Request 1 → Collect every line of the records that contains the word "milan", treating uppercase and lowercase letters as distinct.

Provided text →
/---
# Buying a walnut log



## Boardman (Sep 9, 2007)

I did an art fair a couple weeks ago and someone's dad has a 20" x 20' walnut log from a tree in his yard. Supposed to be 20' of straight trunk. The guy left a mesage for me today asking if I'd want to buy it. Of course I'm interested, but what's a fair price (for me!) to offer on it. Haven't talked to him but I assume the 20" is the butt and there's taper down to the other end - how big at the other end I don't know yet.

Any suggestions?


----------



## Daren (Oct 14, 2006)

On a 20' log I usually because of the taper will take 2 measurements. One on the little end and one in the middle at 10' (or at least get a good estimate there) to figure total bft.
As far as price...that depends on many factors of course. How much sapwood, pay less for one like that with a bunch of white, the more dark heart the better. Since it is a yard tree figure some waste in the bottom 6' anyway (nails...no matter what he says). Let's just say an average log I would offer $.50 bft, that's the going rate right now for just a "sawlog". It's highly unlikely it would be veneer quality so the $.50 is fair.
Have this chart handy when you talk to him/look at it. Basically you are looking at 2-10' logs in this case, even if you saw it out 20' which I see no reason for.
Let's say you have one 12" on the little end and the other 16" (just guessing at the taper) That should saw out 150 bft, you would think it would be more but that is not a big log really. So a fair price IMO would be in the $75 range.


----------



## Daren (Oct 14, 2006)

And I need to add...he may balk but log prices just are not what they were even last year :no:. The bottom has dropped out. http://www.woodworkingtalk.com/f26/very-bleak-report-timber-prices-9606/
In todays market $.50 is fair...last year it was $1+, that's just the way it is. Feel free to pay what you want, but don't hose yourself.
\---
Data provided →
/---
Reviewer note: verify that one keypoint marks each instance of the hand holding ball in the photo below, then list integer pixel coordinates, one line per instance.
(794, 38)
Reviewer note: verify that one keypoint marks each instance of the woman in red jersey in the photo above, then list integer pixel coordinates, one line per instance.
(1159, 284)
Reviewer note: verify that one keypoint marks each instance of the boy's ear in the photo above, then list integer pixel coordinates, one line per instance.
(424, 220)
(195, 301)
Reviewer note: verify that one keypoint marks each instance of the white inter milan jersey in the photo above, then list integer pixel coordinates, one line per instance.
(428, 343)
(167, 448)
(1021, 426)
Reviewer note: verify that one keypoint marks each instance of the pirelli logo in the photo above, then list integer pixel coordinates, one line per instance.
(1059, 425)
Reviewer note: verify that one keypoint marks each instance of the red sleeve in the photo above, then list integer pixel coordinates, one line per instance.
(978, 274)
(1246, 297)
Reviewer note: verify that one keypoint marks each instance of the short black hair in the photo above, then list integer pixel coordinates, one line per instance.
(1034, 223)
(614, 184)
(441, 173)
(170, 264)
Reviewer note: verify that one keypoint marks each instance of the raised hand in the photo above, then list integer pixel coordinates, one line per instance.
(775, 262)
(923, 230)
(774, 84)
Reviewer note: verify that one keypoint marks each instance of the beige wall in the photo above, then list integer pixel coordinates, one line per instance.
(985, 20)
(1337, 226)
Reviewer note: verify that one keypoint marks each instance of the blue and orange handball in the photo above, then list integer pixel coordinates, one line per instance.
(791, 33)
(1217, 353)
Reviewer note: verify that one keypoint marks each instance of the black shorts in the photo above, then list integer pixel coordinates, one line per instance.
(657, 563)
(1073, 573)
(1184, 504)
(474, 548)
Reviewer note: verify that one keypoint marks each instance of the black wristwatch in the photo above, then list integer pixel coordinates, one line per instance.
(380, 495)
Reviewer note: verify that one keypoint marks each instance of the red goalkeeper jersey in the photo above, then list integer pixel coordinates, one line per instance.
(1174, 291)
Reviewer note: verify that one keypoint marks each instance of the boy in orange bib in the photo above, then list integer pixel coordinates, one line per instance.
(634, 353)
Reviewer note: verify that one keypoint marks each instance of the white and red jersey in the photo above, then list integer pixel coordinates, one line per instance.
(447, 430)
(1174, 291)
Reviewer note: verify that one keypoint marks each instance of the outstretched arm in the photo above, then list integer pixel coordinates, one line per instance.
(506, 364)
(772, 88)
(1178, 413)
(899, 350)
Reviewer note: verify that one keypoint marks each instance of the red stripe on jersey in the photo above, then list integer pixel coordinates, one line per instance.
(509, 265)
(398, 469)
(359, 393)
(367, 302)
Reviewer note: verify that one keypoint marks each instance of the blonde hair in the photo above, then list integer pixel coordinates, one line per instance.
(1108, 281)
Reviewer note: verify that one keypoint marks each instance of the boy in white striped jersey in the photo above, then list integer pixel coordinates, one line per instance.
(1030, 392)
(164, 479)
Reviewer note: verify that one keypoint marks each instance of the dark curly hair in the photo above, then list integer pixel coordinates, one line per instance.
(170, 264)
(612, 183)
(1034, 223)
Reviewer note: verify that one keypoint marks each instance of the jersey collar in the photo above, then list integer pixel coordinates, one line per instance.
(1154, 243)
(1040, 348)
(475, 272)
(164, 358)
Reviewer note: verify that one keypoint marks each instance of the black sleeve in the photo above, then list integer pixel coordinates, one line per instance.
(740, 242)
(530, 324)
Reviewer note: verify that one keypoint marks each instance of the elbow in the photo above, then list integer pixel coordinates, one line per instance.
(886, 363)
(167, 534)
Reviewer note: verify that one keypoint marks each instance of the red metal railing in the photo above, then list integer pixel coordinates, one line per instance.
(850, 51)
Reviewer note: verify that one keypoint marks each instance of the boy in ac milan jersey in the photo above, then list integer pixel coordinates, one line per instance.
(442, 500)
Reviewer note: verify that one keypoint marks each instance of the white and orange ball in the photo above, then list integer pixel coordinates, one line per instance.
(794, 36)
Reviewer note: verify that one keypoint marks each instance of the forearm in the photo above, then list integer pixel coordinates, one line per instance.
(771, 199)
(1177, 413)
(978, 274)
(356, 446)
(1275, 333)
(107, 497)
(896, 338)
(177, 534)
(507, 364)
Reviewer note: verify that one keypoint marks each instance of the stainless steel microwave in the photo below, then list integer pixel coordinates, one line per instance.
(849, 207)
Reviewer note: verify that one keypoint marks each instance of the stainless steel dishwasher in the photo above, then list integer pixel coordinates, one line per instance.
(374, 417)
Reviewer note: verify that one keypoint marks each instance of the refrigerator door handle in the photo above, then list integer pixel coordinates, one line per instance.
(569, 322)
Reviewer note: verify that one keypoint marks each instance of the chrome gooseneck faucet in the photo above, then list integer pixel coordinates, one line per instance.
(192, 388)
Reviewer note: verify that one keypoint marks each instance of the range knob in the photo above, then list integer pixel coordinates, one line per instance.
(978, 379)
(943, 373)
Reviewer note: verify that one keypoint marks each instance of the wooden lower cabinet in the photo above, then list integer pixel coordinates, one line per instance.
\---
Request 2 → In the walnut log thread, why does Daren advise figuring on some waste in the bottom 6 feet of the log?

Full solution 1 →
Reviewer note: verify that one keypoint marks each instance of the white inter milan jersey in the photo above, then list integer pixel coordinates, one line per instance.
Reviewer note: verify that one keypoint marks each instance of the boy in ac milan jersey in the photo above, then list integer pixel coordinates, one line per instance.

Full solution 2 → Because it is a yard tree, Daren expects the bottom 6 feet to contain nails, whatever the owner may say. That section should therefore be treated as partly wasted.